» Tareas por hacer:
a) Enumera todas las formas de apoyo público que, según el texto sobre la traducción y el mercado editorial, deberían existir.
b) Escribe la continuación del texto sobre la traducción y el mercado editorial a partir de su última frase.
##### Texto proporcionado
Es muy complicado, porque España, Francia y Alemania somos los países que más traducimos. Si vas a Estados Unidos o a Inglaterra ese porcentaje es bajísimo. A veces dan mucha envidia proyectos editoriales como el británico Alma Books (que lo han montado dos italianos, por cierto) que se han encontrado con lo mismo que se encontraron los editores de Alianza: que está todo por hacer. Traducir clásicos rusos y grecolatinos al inglés, porque no hay. Sobre lo de los autores españoles… hay países como Turquía, Grecia o Bulgaria que compran, pero son mercados muy pequeños. Para lo demás yo creo que debería existir un apoyo público: ayudas a la edición, a la traducción, a festivales, a presentaciones… que no se tienen. Luego está el caso de Javier Marías, que explotó en países como Alemania. En el mundo anglosajón la cantidad de libros que se publican es enorme, ¿qué le puedes ofrecer a un editor estadounidense que no tenga en su catálogo? Es muy complicado. Casi siempre hay un equivalente.
##########
##### Lista de registros
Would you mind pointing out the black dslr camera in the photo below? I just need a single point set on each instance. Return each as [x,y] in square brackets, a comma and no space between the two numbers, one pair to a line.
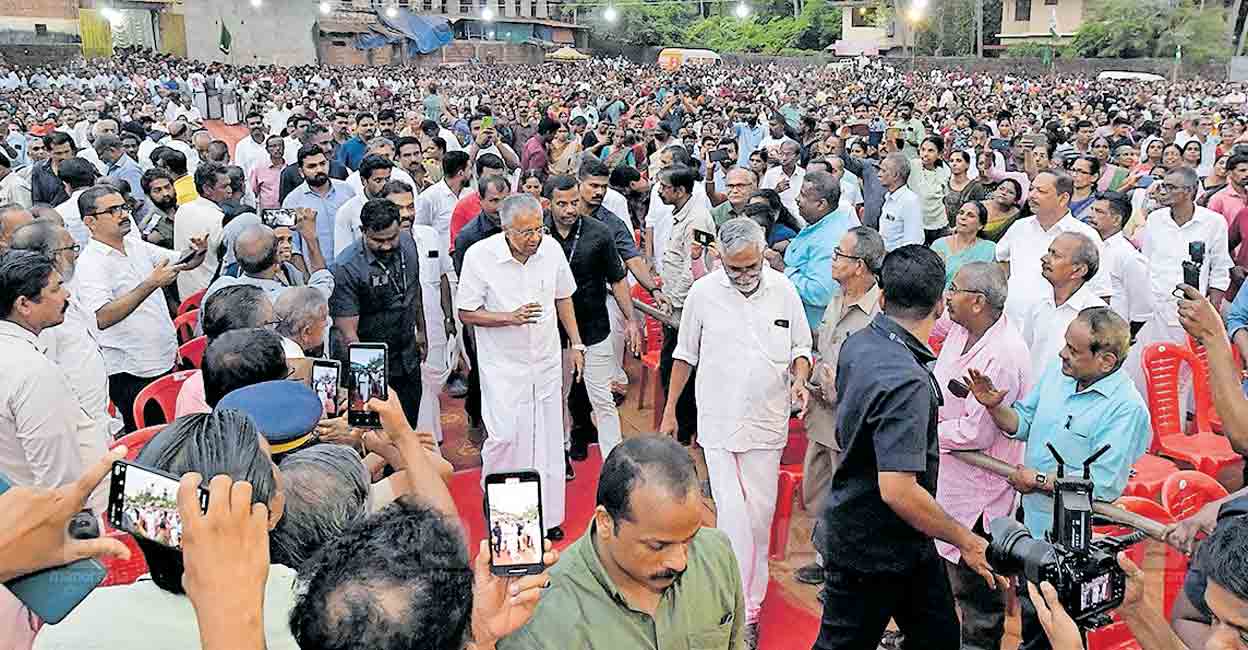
[1083,572]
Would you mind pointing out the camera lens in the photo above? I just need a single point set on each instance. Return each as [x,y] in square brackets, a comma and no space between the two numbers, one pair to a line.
[1014,550]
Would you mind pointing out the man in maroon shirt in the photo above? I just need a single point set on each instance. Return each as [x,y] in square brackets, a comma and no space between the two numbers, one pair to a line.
[534,156]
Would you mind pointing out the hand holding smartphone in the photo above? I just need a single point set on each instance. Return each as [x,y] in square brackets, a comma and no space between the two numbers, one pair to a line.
[367,379]
[514,527]
[144,503]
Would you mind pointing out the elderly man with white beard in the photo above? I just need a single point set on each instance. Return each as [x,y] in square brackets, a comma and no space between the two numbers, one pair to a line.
[745,329]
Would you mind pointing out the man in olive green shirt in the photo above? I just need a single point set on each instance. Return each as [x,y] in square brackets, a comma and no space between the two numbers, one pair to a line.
[647,574]
[740,184]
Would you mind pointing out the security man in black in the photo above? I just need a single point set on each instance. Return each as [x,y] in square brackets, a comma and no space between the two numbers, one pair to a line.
[377,298]
[880,512]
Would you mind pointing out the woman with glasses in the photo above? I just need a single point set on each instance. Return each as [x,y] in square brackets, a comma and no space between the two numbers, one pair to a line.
[1002,206]
[965,245]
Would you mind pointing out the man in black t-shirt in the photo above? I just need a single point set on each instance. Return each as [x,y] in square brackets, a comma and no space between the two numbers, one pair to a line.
[881,514]
[595,265]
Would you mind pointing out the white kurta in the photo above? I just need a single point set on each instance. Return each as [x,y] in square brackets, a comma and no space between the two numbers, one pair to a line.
[434,263]
[743,348]
[521,366]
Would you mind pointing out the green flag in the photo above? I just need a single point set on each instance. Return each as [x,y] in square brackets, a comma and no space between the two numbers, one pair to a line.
[226,40]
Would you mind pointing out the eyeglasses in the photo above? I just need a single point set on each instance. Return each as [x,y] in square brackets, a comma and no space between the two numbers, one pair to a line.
[533,232]
[957,290]
[116,211]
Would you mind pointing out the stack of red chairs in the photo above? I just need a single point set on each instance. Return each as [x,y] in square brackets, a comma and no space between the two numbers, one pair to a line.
[1204,451]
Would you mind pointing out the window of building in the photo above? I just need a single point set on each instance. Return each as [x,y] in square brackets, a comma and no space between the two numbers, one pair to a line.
[862,16]
[1022,10]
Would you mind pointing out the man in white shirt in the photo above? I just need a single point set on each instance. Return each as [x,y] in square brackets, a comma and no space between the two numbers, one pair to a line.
[202,217]
[376,172]
[73,344]
[1166,242]
[39,417]
[1121,263]
[786,177]
[512,287]
[436,203]
[250,151]
[744,327]
[1070,263]
[901,217]
[119,280]
[1028,238]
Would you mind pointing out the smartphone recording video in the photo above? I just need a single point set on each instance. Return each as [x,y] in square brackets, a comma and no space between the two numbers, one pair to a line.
[278,217]
[144,503]
[513,517]
[325,382]
[368,368]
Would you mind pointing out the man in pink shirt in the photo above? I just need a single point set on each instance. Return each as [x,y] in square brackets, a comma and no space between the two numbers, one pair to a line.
[980,337]
[1233,197]
[266,180]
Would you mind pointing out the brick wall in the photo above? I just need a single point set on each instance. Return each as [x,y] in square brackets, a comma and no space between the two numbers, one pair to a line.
[61,9]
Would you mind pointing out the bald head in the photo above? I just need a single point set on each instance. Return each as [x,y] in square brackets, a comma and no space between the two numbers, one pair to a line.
[256,250]
[11,217]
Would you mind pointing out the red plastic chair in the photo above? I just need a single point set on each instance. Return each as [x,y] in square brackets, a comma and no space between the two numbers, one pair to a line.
[127,572]
[1204,451]
[164,391]
[791,463]
[190,354]
[185,326]
[650,357]
[191,302]
[1184,493]
[1147,477]
[1117,635]
[1203,392]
##########
» Respuestas esperadas:
a) Ayudas a la edición, a la traducción, a festivales y a presentaciones.

b)
En Alianza publicasteis la fantástica Los lazos de Florence Noiville, que tú definiste como «La historia de Lolita contada por Lolita». Al hilo de Nabokov, ¿cómo vives esta polémica del revisionismo sobre autores antiguos?
[Resopla] Pues voy a ser políticamente incorrecta: ¿Qué hacemos con la ópera? ¿La borramos del mundo? ¿Qué hacemos con esos argumentos y esos temas? No podemos hacer una lectura moral de una creación literaria o artística. Yo seguiré leyendo a Céline, porque Viaje al fin de la noche me sigue pareciendo una obra maravillosa sobre el siglo XX.
¿No hay un riesgo de que, si eliminamos de toda obra artística las referencias morales de la época en la que se escribió, acabemos teniendo solo obras que nos hablen de lo contemporáneo, del hoy?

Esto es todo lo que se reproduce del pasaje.